• _Instruction_
Lay out the items as a two-column CSV with the columns text and answer, covering only the lines from the one containing "Query: **diamond plate panel**" through the one containing "406L274 355L141 351L137". Give one row per item, with each value in a single quoted field and its line breaks replaced by spaces.

[Region labeling items]

────────

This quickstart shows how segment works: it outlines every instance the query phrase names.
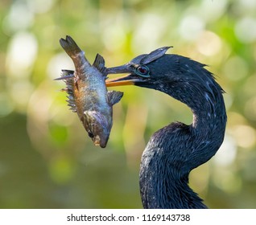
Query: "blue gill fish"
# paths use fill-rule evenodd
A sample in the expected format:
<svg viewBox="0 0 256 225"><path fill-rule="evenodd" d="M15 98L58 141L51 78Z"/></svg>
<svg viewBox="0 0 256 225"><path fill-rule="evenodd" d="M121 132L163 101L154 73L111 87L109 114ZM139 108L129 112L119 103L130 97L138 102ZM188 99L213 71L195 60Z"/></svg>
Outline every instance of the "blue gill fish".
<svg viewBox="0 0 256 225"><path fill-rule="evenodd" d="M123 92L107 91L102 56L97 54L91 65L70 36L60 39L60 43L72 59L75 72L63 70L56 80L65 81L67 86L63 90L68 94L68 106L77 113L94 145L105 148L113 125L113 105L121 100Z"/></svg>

────────

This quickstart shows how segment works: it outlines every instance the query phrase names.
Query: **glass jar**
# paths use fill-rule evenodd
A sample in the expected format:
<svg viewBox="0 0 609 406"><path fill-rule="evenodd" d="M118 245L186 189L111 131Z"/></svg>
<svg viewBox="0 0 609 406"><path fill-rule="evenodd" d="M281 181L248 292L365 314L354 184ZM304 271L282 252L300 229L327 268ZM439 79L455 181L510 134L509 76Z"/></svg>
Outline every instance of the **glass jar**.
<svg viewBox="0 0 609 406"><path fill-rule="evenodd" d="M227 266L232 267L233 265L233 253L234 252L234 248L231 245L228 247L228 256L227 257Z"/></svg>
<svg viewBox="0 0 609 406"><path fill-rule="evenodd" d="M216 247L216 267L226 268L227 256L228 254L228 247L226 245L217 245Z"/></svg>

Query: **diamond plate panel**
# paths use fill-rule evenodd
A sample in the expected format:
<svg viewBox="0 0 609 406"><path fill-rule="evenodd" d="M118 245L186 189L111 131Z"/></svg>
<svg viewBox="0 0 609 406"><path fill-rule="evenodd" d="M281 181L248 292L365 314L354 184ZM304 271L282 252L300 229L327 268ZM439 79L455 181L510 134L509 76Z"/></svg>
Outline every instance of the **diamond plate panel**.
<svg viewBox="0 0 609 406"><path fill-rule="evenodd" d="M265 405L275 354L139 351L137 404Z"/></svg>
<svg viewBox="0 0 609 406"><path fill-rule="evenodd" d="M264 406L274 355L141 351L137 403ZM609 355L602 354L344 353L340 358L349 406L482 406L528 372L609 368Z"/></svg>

────────

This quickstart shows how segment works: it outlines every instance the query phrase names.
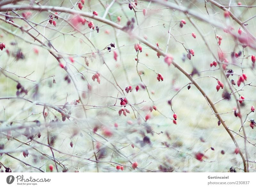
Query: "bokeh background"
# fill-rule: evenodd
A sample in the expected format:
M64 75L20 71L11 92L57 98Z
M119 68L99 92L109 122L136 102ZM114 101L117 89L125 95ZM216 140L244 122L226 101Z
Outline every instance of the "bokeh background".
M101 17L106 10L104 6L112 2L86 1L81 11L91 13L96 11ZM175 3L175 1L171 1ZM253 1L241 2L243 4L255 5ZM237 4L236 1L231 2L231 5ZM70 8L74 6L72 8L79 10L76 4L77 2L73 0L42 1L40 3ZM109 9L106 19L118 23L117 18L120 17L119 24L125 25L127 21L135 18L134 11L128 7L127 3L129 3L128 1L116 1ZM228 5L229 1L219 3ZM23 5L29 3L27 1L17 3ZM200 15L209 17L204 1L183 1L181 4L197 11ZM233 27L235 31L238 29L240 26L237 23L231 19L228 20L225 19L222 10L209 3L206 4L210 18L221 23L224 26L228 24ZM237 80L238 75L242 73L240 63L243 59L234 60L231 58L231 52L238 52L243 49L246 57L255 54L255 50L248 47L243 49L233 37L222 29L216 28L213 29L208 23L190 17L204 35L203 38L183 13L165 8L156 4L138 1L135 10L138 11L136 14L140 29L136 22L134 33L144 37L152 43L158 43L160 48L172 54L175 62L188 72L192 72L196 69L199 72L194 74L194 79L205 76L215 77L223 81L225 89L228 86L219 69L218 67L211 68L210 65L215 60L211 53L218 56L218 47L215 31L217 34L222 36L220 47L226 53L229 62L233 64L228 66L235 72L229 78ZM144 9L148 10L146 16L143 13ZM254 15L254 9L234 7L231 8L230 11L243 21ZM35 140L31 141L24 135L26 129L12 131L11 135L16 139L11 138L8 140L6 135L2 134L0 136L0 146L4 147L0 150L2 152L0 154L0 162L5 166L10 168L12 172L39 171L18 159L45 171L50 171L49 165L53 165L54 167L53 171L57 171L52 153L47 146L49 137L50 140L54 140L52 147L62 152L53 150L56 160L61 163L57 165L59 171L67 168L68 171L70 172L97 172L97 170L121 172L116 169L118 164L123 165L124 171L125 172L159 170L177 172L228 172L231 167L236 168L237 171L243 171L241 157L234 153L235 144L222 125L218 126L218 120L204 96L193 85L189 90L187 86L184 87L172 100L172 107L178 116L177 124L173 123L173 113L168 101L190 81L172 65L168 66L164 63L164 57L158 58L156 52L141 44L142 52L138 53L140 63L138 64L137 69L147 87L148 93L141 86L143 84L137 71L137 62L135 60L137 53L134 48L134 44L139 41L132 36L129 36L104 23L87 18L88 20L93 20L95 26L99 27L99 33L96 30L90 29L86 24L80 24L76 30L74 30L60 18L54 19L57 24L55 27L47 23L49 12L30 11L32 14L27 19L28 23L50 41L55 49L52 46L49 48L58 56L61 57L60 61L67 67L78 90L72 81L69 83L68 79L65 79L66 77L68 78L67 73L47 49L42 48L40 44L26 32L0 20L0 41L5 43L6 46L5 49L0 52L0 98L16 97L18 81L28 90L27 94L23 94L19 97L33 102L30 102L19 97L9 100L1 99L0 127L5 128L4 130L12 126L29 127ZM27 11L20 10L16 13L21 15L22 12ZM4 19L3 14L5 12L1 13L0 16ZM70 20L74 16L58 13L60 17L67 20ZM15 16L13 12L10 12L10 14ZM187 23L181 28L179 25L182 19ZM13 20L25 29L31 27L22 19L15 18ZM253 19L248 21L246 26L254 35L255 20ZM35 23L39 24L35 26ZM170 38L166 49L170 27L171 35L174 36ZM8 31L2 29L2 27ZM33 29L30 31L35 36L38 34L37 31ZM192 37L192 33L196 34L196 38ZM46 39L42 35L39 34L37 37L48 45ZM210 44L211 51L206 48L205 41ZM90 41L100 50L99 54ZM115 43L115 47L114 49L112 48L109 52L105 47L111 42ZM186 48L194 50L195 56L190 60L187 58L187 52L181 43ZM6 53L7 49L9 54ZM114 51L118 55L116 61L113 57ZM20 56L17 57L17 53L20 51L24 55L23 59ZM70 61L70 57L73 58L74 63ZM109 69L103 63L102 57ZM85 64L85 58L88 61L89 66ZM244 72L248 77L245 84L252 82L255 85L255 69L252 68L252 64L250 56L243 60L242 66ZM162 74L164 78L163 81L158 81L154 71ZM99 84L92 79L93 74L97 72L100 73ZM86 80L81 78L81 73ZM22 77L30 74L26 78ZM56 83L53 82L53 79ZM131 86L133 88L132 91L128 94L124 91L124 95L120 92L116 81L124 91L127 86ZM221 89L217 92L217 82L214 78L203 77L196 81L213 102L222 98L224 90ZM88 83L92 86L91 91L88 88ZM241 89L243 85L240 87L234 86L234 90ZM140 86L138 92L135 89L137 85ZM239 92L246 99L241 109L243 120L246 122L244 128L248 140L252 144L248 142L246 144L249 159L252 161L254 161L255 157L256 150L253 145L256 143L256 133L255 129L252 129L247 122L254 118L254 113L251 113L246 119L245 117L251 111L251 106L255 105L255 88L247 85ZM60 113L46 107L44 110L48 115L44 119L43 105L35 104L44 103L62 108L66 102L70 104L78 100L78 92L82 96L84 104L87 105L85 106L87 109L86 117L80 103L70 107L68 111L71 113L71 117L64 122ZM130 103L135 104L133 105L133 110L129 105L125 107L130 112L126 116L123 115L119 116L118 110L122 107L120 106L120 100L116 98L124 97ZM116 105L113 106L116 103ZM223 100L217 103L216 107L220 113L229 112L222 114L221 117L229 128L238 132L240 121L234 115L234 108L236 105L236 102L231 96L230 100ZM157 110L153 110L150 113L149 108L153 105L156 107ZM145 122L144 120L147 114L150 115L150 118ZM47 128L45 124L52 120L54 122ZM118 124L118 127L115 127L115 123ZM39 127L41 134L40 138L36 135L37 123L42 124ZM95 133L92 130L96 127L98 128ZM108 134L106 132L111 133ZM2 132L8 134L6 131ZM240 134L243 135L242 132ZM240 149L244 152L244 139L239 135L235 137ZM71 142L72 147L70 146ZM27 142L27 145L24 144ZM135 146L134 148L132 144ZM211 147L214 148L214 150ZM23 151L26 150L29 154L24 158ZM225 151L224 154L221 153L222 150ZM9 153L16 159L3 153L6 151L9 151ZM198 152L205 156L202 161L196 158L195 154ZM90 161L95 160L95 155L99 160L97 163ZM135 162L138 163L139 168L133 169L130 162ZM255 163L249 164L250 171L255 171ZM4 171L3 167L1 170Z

────────

• _The output_
text,answer
"Query: **diamond plate panel** # paths use fill-rule evenodd A sample in the expected format: <svg viewBox=""0 0 609 406""><path fill-rule=""evenodd"" d=""M118 245L186 189L111 131Z""/></svg> <svg viewBox=""0 0 609 406""><path fill-rule=""evenodd"" d=""M281 181L248 292L365 314L354 184ZM304 271L282 252L300 229L327 268ZM439 79L455 181L510 134L509 76Z""/></svg> Outline every instance of the **diamond plate panel**.","<svg viewBox=""0 0 609 406""><path fill-rule=""evenodd"" d=""M265 405L275 354L139 351L137 404Z""/></svg> <svg viewBox=""0 0 609 406""><path fill-rule=""evenodd"" d=""M264 406L274 355L141 351L137 403ZM609 355L602 354L344 353L340 358L349 406L482 406L528 372L609 368Z""/></svg>"